The first set piece is a recurring nightmare dreamt by Sinatra’s character, a former member of Harvey’s captured patrol, which we gradually discover is the memory of a real event in Manchuria distorted by hypnotic suggestion — a public demonstration by a Chinese Pavlovian (Khigh Dhiegh) to his colleagues of the successful brainwashing of Harvey and his men, which culminates in Harvey murdering two of his own men under the Pavlovian’s orders.

Meanwhile, the American soldiers onstage have been hypnotized and think they’re attending a ladies’ garden club meeting in New Jersey; a 360-degree pan around the lecture hall begins with this incongruous delusion, only to arrive at the real meeting before the end of the camera movement. Thereafter, the film cuts back and forth between and gradually merges the two parallel versions of the event, and the one disquieting constant in this sequence, apart from the continuity of the lecture itself, is our identification figures, the soldiers themselves — figures who are at once the focus of the spectacle and spectators themselves. The fact that they’re all drugged and hypnotized makes them our surrogates in another way: they’re passive spectators, unable to exert any control over the proceedings. The question of their moral responsibility for what is happening remains as troubling and as uncertain as our own relation to what we’re seeing. (Later, this queasy ambivalence becomes concentrated on Harvey’s career in the States as a brainwashed assassin: his powerlessness to affect or guide his own actions matches our own impotence as spectators.)

Sandwiched between this Manchurian set piece and its subsequent continuation (when a black soldier in the patrol, played by James Edwards, has the same nightmare, with black garden-club ladies replacing the white ones) is another public hearing, set in Washington, D.C., where Sinatra is again present, this time as a press secretary. The scene is a televised press conference given by a U.S. Cabinet member, which erupts into pandemonium when Harvey’s stepfather (James Gregory) restages the witch-hunting debut of Joseph McCarthy by claiming to have a list in his hand of 207 “known” card-carrying Communists working for the Defense Department — a figure that later gets amended to 104, then 275, and finally 57.

☆ ☆ ☆ ☆ ☆

▸ **GOALS**:
1: Print the stretch from "Sandwiched between this" through "and finally 57." in the excerpt on the film's set pieces.
2: Pick up the excerpt on the film's set pieces after its final sentence and write what comes next.

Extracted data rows
☆ ☆ ☆ ☆ ☆

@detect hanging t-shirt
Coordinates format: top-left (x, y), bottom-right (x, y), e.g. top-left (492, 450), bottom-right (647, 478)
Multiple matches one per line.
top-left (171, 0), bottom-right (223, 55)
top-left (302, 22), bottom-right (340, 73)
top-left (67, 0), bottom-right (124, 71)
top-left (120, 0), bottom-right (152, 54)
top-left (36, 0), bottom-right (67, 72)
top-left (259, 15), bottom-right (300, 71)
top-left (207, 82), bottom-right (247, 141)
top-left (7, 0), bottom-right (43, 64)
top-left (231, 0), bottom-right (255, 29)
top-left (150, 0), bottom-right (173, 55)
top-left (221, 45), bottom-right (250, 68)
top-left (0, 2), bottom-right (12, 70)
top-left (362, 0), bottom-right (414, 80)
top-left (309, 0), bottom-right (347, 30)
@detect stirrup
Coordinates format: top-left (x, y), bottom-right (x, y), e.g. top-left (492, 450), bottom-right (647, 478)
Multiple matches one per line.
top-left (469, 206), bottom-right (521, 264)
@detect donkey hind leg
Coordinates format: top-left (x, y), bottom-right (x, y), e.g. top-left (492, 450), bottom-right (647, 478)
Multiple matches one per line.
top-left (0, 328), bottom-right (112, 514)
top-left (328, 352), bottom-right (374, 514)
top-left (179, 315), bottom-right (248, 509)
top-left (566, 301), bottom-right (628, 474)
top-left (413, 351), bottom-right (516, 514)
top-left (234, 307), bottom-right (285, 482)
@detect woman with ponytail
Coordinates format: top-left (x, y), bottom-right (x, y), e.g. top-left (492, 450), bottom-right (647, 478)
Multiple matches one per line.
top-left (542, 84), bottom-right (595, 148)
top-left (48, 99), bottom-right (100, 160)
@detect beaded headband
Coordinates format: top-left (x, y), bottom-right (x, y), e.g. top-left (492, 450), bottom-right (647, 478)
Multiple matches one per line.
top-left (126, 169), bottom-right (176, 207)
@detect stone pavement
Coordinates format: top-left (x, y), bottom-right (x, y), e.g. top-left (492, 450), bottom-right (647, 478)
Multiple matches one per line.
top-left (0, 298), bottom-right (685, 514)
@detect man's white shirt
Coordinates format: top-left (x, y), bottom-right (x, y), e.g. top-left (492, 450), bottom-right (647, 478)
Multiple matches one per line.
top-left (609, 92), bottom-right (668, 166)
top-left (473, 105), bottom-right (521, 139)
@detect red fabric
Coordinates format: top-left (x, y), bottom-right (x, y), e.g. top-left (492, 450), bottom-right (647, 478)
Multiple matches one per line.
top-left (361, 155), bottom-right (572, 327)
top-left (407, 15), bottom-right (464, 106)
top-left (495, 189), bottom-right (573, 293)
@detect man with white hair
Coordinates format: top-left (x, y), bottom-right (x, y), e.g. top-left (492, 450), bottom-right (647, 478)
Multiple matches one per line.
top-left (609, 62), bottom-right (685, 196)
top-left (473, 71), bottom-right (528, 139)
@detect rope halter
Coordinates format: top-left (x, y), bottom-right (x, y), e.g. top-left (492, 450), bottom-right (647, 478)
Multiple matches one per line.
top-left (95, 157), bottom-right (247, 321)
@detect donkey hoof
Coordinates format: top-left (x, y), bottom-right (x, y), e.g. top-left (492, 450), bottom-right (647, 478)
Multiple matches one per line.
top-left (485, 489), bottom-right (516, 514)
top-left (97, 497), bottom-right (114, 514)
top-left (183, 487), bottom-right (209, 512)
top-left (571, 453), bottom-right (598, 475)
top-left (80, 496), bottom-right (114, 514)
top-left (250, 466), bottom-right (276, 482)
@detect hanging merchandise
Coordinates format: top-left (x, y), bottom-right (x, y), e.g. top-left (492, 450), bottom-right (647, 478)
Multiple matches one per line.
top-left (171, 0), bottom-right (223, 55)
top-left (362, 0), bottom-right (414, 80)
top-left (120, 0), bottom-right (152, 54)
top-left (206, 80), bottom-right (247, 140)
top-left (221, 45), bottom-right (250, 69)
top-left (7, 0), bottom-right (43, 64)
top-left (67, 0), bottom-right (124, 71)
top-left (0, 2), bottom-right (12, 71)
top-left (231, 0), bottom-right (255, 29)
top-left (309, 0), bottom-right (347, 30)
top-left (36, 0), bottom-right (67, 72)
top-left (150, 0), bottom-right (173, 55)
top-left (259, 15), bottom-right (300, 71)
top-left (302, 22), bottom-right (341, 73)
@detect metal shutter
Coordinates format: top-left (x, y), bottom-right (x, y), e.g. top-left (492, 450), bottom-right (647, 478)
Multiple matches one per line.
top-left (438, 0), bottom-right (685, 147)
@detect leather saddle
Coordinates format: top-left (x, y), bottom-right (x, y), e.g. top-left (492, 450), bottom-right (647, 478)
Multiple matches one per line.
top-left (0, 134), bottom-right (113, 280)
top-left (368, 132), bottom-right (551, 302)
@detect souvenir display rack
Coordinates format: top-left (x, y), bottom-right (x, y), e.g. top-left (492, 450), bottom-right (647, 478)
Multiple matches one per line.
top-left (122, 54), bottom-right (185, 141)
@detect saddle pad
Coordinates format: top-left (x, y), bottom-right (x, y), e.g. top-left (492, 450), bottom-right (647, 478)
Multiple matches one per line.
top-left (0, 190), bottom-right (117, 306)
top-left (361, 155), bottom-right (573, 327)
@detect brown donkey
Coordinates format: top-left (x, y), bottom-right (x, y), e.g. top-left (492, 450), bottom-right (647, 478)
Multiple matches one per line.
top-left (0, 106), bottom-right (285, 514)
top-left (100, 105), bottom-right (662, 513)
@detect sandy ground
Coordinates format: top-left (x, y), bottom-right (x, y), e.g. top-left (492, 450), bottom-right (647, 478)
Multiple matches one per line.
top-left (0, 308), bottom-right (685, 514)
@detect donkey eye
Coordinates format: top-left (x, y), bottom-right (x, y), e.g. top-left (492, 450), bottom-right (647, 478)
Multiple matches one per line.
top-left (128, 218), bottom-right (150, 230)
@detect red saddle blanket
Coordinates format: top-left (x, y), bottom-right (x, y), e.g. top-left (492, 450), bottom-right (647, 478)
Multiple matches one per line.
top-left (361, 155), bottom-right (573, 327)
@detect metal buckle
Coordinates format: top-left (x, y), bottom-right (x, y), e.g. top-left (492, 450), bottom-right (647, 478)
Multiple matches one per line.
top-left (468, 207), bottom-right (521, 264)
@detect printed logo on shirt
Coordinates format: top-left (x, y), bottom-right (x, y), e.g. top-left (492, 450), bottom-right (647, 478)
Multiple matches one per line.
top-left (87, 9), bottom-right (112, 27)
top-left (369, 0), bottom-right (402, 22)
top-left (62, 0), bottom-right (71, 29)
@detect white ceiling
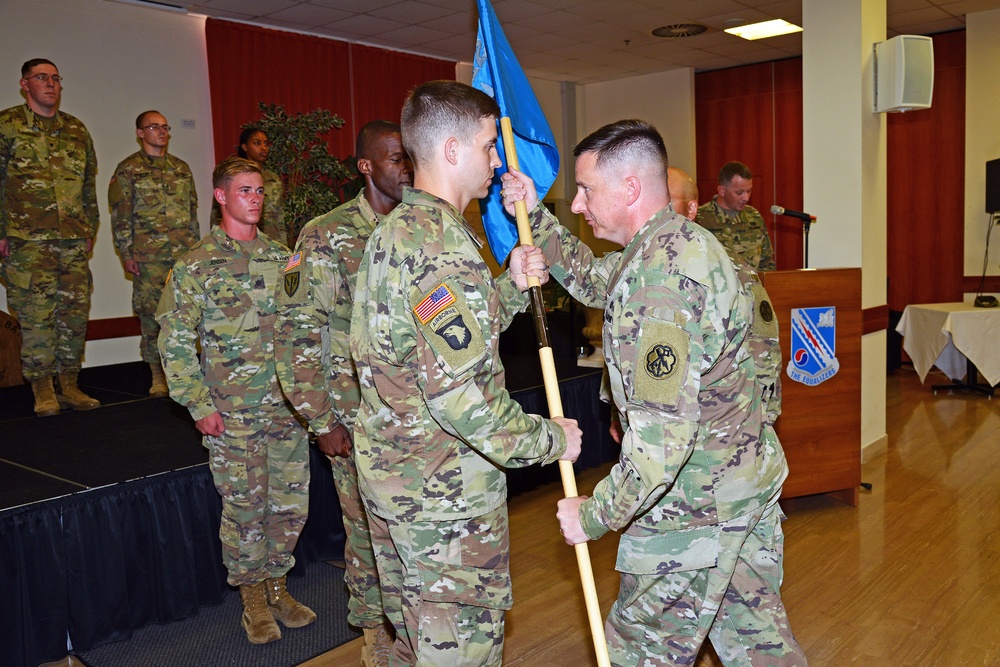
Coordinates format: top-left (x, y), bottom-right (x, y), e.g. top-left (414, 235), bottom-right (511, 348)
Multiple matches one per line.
top-left (160, 0), bottom-right (988, 83)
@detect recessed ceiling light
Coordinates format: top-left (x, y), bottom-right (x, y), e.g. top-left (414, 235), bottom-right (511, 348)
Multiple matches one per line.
top-left (725, 19), bottom-right (802, 39)
top-left (653, 23), bottom-right (708, 39)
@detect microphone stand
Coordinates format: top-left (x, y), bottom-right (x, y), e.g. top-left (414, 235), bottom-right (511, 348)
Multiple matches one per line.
top-left (802, 219), bottom-right (812, 269)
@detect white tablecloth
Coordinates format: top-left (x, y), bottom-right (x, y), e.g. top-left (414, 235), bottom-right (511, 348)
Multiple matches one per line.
top-left (896, 303), bottom-right (1000, 386)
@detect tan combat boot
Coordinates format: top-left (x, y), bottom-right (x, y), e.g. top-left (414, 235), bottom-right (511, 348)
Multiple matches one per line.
top-left (56, 373), bottom-right (101, 410)
top-left (240, 581), bottom-right (281, 644)
top-left (267, 577), bottom-right (316, 628)
top-left (149, 361), bottom-right (170, 398)
top-left (31, 375), bottom-right (59, 417)
top-left (361, 622), bottom-right (393, 667)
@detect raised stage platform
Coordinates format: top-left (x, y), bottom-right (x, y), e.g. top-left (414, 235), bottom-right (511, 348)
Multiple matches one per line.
top-left (0, 322), bottom-right (617, 667)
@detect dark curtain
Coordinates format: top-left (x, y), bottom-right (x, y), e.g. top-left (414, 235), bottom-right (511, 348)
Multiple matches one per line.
top-left (0, 449), bottom-right (344, 667)
top-left (205, 18), bottom-right (455, 160)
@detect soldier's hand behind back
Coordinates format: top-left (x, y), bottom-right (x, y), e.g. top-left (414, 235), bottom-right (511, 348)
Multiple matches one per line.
top-left (552, 417), bottom-right (583, 461)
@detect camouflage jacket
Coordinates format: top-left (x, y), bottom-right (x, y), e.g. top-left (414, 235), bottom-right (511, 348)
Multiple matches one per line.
top-left (351, 188), bottom-right (566, 521)
top-left (274, 189), bottom-right (378, 434)
top-left (108, 150), bottom-right (201, 262)
top-left (696, 195), bottom-right (775, 271)
top-left (532, 207), bottom-right (787, 574)
top-left (156, 227), bottom-right (288, 420)
top-left (210, 169), bottom-right (286, 245)
top-left (729, 252), bottom-right (781, 426)
top-left (0, 104), bottom-right (99, 241)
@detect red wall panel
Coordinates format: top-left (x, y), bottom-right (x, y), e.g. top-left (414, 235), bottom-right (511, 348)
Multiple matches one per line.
top-left (886, 30), bottom-right (965, 311)
top-left (205, 19), bottom-right (455, 160)
top-left (695, 58), bottom-right (802, 269)
top-left (695, 31), bottom-right (965, 302)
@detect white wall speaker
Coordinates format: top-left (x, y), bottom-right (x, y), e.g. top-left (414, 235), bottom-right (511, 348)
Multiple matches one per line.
top-left (875, 35), bottom-right (934, 113)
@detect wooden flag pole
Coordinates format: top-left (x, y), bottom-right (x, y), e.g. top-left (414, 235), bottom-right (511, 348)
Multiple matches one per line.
top-left (500, 116), bottom-right (611, 667)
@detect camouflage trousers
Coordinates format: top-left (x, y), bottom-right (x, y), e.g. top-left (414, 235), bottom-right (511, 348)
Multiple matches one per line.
top-left (605, 494), bottom-right (807, 667)
top-left (369, 505), bottom-right (511, 667)
top-left (328, 456), bottom-right (385, 628)
top-left (204, 404), bottom-right (309, 586)
top-left (4, 238), bottom-right (91, 382)
top-left (132, 262), bottom-right (173, 364)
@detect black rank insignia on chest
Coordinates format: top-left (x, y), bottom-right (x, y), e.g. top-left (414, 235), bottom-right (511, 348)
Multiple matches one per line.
top-left (646, 344), bottom-right (677, 380)
top-left (758, 301), bottom-right (774, 324)
top-left (284, 271), bottom-right (299, 296)
top-left (434, 315), bottom-right (472, 350)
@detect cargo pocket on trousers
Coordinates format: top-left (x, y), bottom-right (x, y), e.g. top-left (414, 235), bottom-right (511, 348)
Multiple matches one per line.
top-left (417, 561), bottom-right (512, 609)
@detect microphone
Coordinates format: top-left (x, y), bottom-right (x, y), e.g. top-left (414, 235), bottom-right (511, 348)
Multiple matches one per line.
top-left (771, 204), bottom-right (816, 222)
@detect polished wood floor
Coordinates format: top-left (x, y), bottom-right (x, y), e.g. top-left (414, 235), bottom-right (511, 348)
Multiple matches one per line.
top-left (303, 370), bottom-right (1000, 667)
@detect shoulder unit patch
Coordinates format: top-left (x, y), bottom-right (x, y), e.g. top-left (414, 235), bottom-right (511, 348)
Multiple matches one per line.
top-left (413, 283), bottom-right (455, 324)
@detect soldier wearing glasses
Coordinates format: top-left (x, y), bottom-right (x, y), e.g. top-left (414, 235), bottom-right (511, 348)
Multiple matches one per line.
top-left (0, 58), bottom-right (100, 416)
top-left (108, 111), bottom-right (201, 397)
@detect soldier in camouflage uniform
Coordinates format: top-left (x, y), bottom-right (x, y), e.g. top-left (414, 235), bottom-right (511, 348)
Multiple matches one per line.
top-left (601, 167), bottom-right (781, 444)
top-left (0, 58), bottom-right (100, 416)
top-left (667, 167), bottom-right (781, 426)
top-left (108, 111), bottom-right (201, 397)
top-left (351, 81), bottom-right (581, 666)
top-left (504, 120), bottom-right (806, 667)
top-left (697, 162), bottom-right (775, 271)
top-left (211, 127), bottom-right (295, 247)
top-left (156, 157), bottom-right (316, 644)
top-left (275, 121), bottom-right (413, 667)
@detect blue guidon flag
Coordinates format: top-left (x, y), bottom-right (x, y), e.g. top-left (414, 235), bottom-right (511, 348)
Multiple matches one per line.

☆ ☆ ☆ ☆ ☆

▸ **ANSWERS TO THE EXERCISE**:
1:
Sandwiched between this Manchurian set piece and its subsequent continuation (when a black soldier in the patrol, played by James Edwards, has the same nightmare, with black garden-club ladies replacing the white ones) is another public hearing, set in Washington, D.C., where Sinatra is again present, this time as a press secretary. The scene is a televised press conference given by a U.S. Cabinet member, which erupts into pandemonium when Harvey’s stepfather (James Gregory) restages the witch-hunting debut of Joseph McCarthy by claiming to have a list in his hand of 207 “known” card-carrying Communists working for the Defense Department — a figure that later gets amended to 104, then 275, and finally 57.

2:
Here the discontinuity of action and the spectator’s disorientation is controlled by the TV monitors transmitting the event — a personal touch of Frankenheimer’s, with his extensive background in live TV — which show the same events occurring simultaneously from different angles. [2010 postscript: the same technique is employed at the beginning of Frankenheimer’s brilliant 1957 TV drama for Playhouse 90, The Comedian.] Once again, spectacle and spectator become confused, although here spectatorship becomes anything but passive — the anger and aggression displayed on both sides gives the scene the temperature of a near-riot.

Gregory and the Cabinet member are situated at opposite ends of the hall, with a crowd of reporters and technicians and TV monitors, cameras, and other equipment between them, and Frankenheimer creates an intricate spatial confusion in his various ways of juggling and juxtaposing these elements. At one point, we see Lansbury, the power behind Gregory, hovering over his image in diverse frontal angles on one of the monitors in the foreground while Gregory himself is visible in profile in the background. (The predatory relation of Lansbury to her puppet husband recalls the famous shot in Citizen Kane of Agnes Moorehead calling out the window to her little boy in the snow, just as she’s signing his life away to a banker. By replacing the window frame with a TV monitor, the film points up how much Lansbury’s control over events hinges on her control over media images.)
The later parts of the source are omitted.